## DIRECTIONS FOR THIS TASK
Return the lines beginning at the one that contains "For the test set, locate each instance of the yellow" and continuing to the end of the entries, including both ends, exactly as written and nothing else.

## SUPPLIED MATERIAL
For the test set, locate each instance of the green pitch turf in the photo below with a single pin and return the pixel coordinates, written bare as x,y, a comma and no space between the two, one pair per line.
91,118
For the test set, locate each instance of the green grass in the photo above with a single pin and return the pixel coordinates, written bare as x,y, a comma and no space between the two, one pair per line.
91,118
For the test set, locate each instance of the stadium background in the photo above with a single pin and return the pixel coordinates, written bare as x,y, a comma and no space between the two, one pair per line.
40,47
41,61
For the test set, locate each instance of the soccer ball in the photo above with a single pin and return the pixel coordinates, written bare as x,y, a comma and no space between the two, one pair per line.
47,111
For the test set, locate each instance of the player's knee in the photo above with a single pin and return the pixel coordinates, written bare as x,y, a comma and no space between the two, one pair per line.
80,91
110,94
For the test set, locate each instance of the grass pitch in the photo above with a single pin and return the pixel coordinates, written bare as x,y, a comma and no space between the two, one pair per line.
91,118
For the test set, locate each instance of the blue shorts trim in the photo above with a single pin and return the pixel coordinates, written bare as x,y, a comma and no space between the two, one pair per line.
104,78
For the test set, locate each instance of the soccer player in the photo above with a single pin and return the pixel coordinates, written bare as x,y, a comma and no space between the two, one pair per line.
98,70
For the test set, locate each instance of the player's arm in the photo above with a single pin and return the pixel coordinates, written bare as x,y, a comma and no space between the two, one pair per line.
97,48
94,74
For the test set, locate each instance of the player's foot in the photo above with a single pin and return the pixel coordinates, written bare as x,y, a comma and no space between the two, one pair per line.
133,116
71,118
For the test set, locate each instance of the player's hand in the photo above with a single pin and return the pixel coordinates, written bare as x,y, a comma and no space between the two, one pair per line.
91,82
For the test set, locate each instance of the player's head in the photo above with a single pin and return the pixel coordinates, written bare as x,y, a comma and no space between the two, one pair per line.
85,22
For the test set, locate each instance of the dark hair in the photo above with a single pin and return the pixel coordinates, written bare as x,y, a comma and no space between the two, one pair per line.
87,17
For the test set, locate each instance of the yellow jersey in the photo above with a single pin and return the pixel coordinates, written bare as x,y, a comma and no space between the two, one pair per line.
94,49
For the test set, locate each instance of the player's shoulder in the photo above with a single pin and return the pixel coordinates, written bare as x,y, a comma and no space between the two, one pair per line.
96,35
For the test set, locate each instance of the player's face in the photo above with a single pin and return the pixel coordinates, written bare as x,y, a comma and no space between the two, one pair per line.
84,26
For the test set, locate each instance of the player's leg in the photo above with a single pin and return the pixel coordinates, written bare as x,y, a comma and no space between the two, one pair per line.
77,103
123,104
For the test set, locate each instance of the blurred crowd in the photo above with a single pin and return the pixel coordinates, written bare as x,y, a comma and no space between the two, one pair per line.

## TASK OUTPUT
For the test set, locate each instance of the yellow jersey in the photo above with a single pin and return the pixel coordinates, written bare as x,y, a comma and no space between the two, one pair per line.
94,49
For the test set, locate each instance of the player's shoulder in the photo above with a single pin and return the pixel coordinates, written bare as x,y, a comma and no space between the two, one pair per line.
96,35
For the test set, locate each instance of the player's face in the photo above with a single pin and return the pixel coordinates, written bare as x,y, a comma and no space between the two, one pair per line.
84,26
For the test set, locate each instance of the player's leg in the photo above with a single pin and return the pixel coordinates, written bare as x,y, a comma and no space between the two, one pair per line.
77,103
123,104
For the test set, locate each instance of the blurred crowd in the photo above with a single pin and return the pixel coordinates, written bare as x,y, a comma and no space between the two, one pair per line.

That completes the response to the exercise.